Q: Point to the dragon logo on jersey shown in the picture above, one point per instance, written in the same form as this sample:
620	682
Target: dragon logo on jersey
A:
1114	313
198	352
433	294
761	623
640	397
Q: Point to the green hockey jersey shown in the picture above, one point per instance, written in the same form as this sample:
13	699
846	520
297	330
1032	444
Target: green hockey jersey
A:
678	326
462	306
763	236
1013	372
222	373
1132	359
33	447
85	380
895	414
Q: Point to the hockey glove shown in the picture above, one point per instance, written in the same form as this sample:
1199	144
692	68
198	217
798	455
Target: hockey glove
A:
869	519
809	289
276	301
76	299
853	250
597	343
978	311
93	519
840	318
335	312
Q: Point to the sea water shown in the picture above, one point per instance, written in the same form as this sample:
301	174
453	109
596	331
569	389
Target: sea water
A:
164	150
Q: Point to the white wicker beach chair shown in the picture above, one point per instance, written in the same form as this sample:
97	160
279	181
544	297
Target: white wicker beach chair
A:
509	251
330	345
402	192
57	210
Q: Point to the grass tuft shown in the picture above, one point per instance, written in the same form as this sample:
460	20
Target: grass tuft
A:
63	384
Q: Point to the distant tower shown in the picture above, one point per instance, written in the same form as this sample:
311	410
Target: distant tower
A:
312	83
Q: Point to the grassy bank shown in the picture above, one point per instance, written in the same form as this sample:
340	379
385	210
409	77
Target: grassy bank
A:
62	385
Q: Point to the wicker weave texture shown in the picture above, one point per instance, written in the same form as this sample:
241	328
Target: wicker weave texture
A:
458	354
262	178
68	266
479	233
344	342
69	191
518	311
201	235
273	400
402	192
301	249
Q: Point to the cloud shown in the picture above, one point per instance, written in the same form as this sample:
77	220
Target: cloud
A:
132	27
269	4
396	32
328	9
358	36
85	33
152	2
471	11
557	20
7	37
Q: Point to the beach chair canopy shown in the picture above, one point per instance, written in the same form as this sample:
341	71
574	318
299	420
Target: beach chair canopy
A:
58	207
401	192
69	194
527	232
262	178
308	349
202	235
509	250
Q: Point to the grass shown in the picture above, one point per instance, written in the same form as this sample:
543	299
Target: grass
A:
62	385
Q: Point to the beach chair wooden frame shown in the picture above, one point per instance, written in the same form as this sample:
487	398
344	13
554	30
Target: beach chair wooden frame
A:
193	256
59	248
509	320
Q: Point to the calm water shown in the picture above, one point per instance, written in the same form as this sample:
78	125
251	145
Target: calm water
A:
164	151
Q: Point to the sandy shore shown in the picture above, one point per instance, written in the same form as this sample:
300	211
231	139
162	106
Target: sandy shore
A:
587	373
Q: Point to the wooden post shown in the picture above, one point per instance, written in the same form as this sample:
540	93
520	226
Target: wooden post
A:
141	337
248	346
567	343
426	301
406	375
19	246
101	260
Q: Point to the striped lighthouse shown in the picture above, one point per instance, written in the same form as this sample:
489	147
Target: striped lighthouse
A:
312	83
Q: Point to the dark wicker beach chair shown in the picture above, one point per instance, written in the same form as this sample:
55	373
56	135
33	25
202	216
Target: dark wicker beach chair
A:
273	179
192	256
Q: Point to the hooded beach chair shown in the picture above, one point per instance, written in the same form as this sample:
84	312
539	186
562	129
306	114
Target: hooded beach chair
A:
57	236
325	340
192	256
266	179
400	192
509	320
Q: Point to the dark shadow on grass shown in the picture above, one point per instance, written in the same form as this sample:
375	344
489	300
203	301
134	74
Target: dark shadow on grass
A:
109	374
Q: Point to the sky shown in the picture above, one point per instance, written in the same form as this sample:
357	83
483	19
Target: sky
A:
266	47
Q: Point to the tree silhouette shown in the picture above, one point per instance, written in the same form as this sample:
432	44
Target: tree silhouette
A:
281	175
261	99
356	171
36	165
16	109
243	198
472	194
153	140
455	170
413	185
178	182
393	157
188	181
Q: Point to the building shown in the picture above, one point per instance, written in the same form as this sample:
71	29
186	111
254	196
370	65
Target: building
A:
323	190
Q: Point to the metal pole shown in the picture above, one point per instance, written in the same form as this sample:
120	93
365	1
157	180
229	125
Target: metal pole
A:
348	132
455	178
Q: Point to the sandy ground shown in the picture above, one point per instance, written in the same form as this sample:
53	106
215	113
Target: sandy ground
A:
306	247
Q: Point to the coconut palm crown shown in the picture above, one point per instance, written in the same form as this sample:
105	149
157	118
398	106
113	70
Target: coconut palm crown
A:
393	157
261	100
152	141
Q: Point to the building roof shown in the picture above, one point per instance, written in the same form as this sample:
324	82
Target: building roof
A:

***

### JOB
Reproduce all of the records above in full, substituting "one point for each instance" for each occurrence of "one point per instance" and leaving everything else unaltered.

### FINISHED EXERCISE
Q: Point to the dragon logo on jersey shown in the picture above, one point for each instance, written in the same form as this sample:
620	682
Target: dragon logo on jersey
A:
1114	313
198	352
433	294
761	623
640	397
Q: Point to the green hockey jersey shown in the picture above, one point for each instance, written in the same form as this sample:
13	699
846	520
297	330
1032	444
Target: green hockey jersey
A:
678	326
462	306
763	236
1013	372
222	373
1132	359
33	447
85	380
895	414
Q: Point to the hockey glove shown in the picture above, one point for each instance, written in the same form as this sample:
1199	144
692	68
198	217
798	455
Target: hockey glove
A:
869	519
809	289
276	301
76	299
853	250
597	343
978	311
93	519
840	318
335	312
Q: Point to the sea water shown in the picture above, one point for each instance, written in the same form as this sample:
301	174
453	109
596	331
569	389
Target: sea water
A:
164	150
Q: Point to the white wicker beach chair shown in the picture above, one point for each instance, written in the same form as this sample:
97	160
279	181
544	297
Target: white wicker beach chair
A:
509	251
330	345
402	192
57	210
Q: Point to the grass tuft shown in the picture above, one point for each instance, written in the same form as this sample:
460	20
Target: grass tuft
A:
63	384
Q: Point to the distant tower shown in the picture above, one point for each instance, written in the same form as this sample:
311	410
Target: distant tower
A:
312	83
Q: Point to the grassy bank shown in the picture above, one point for each instance, written in the same form as this sample:
340	379
385	210
409	77
Target: grassy bank
A:
62	385
Q: Point to the wicker weave texture shown in the picture above, one point for each instance, written in the same form as this sample:
241	328
Target: wicker weave texture
A:
458	354
262	178
68	266
479	233
344	342
69	191
518	311
201	235
273	400
402	192
301	249
Q: Point to the cloud shown in the picture above, one point for each instance, written in the same form as this sample:
77	220
Target: cloud
A:
132	27
269	4
396	32
328	9
358	36
85	33
152	2
471	11
557	20
7	37
Q: Point to the beach chair canopy shown in the picture above, one point for each instance, written in the same form as this sample:
341	71
574	318
299	420
Target: beach chair canopy
A:
58	207
401	192
69	194
527	232
262	178
308	349
202	235
509	250
Q: Point to the grass shown in the picture above, one point for each instance, written in the same form as this sample:
543	299
Target: grass
A:
62	385
Q: Point to the beach chair wooden frame shown in the picture above, one point for each instance, written in the same form as this sample:
487	398
344	13
554	30
Target: beach chair wooden frame
A:
193	256
59	248
509	320
Q: Point to the calm water shown in the picture above, one point for each instance, written in the same form as this sample:
78	125
251	145
Target: calm water
A:
164	151
Q: Point to the sandy shore shown in the picture above, one point for each instance, written in the same form as this sample:
300	211
231	139
162	106
Target: sandy shore
A:
587	373
Q: Point to the wooden post shown in the picture above, one point for each instance, written in the same form as this sample:
540	93
520	226
Target: wooden post
A:
141	337
248	346
567	343
426	301
406	375
19	246
101	260
Q: Point to the striped lighthouse shown in the picture above, one point for each instance, written in the same form as this sample:
489	147
Target: striped lighthouse
A:
312	83
Q: Point to the dark wicker beach chair shown in the picture above, one point for each instance, written in the same form as this sample:
55	373
56	135
33	25
202	216
Target: dark wicker beach chair
A:
273	179
192	256
Q: Point to the hooded beach chair shown in the picture above, one point for each instance, written in the same form as this sample:
84	312
539	186
562	129
306	114
Target: hooded beach chair
A:
57	236
325	340
192	256
266	179
400	192
509	320
Q: Point to the dark shadow on grass shown in the picture above, one point for each instance, written in the same form as this sample:
375	344
489	300
203	301
134	74
Target: dark shadow on grass
A:
109	374
Q: Point to the sky shown in the picture above, one point for each instance, written in the same form as this sample:
357	83
483	19
Target: sky
A:
266	47
Q: Point to the tree silhouette shown in the picture above, one point for each instance, written in the same form as this sample:
432	44
Target: tree silhouette
A:
281	175
261	99
356	171
36	165
16	109
243	198
472	194
153	140
455	170
413	185
178	182
393	157
188	181
Q: Point to the building shown in the picture above, one point for each instance, written in the same form as this sample:
71	29
186	111
254	196
370	65
Target: building
A:
323	190
Q: Point to the metal pole shown in the picture above, one point for each instance, written in the same form as this sample:
120	93
365	1
157	180
229	125
Target: metal pole
A:
348	132
455	178
Q: Point to the sandy ground shown in the picture above, one point for each instance, written in the same form as this sample:
53	106
215	113
Target: sandy ground
A:
306	247
Q: Point to the coconut palm crown shown in the picture above, one point for each instance, written in the same form as this sample:
105	149
157	118
398	106
113	70
Target: coconut palm crown
A:
393	157
261	100
152	141
Q: Point to the building roof shown in the picture above, one point for each instance, written in the same form as this sample:
324	82
Target: building roof
A:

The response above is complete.